> _What to produce_:
In the data below, find each line carrying the string "tall" and copy it out.

> _Data for analysis_:

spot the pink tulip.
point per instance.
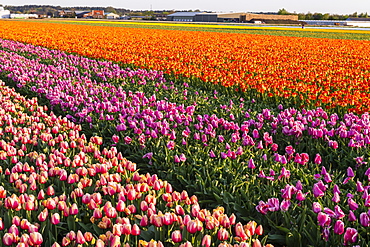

...

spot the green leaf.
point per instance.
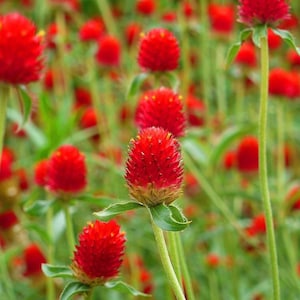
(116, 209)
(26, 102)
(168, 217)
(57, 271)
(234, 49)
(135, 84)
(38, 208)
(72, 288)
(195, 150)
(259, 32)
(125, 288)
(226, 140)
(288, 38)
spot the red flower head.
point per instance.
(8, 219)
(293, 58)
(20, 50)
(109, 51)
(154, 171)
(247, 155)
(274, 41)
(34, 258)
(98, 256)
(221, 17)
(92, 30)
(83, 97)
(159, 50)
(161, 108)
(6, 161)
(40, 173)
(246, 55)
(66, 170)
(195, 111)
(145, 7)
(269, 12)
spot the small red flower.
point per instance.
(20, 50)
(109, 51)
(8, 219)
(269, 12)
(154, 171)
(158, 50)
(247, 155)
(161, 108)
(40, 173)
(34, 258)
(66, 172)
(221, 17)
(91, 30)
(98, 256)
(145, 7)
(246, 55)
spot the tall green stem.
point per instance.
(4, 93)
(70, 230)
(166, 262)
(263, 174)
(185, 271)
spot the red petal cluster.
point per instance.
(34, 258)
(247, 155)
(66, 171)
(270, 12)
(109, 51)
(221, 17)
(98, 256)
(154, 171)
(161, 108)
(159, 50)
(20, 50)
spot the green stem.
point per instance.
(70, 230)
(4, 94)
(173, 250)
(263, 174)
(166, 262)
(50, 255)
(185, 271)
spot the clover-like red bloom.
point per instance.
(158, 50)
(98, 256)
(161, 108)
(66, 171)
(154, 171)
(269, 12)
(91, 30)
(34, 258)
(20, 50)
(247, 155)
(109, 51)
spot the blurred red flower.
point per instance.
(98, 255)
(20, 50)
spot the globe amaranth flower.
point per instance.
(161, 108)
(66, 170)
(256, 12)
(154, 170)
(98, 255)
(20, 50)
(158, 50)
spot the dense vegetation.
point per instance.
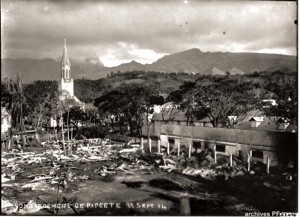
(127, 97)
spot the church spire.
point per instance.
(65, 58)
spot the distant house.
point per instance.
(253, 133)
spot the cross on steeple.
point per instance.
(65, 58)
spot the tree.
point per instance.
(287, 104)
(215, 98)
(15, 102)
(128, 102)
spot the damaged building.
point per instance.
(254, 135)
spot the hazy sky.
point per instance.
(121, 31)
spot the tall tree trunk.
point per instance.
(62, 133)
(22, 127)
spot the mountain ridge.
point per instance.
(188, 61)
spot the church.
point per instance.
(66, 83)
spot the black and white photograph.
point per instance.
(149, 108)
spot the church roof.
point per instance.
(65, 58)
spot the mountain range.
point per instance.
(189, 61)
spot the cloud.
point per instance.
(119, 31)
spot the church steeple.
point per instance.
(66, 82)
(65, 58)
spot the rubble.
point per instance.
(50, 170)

---

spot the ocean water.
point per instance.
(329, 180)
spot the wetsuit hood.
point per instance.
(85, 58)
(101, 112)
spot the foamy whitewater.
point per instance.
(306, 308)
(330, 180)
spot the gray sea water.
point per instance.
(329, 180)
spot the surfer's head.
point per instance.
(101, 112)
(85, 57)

> _Finished task_:
spot the tall green stem.
spot the tall tree trunk.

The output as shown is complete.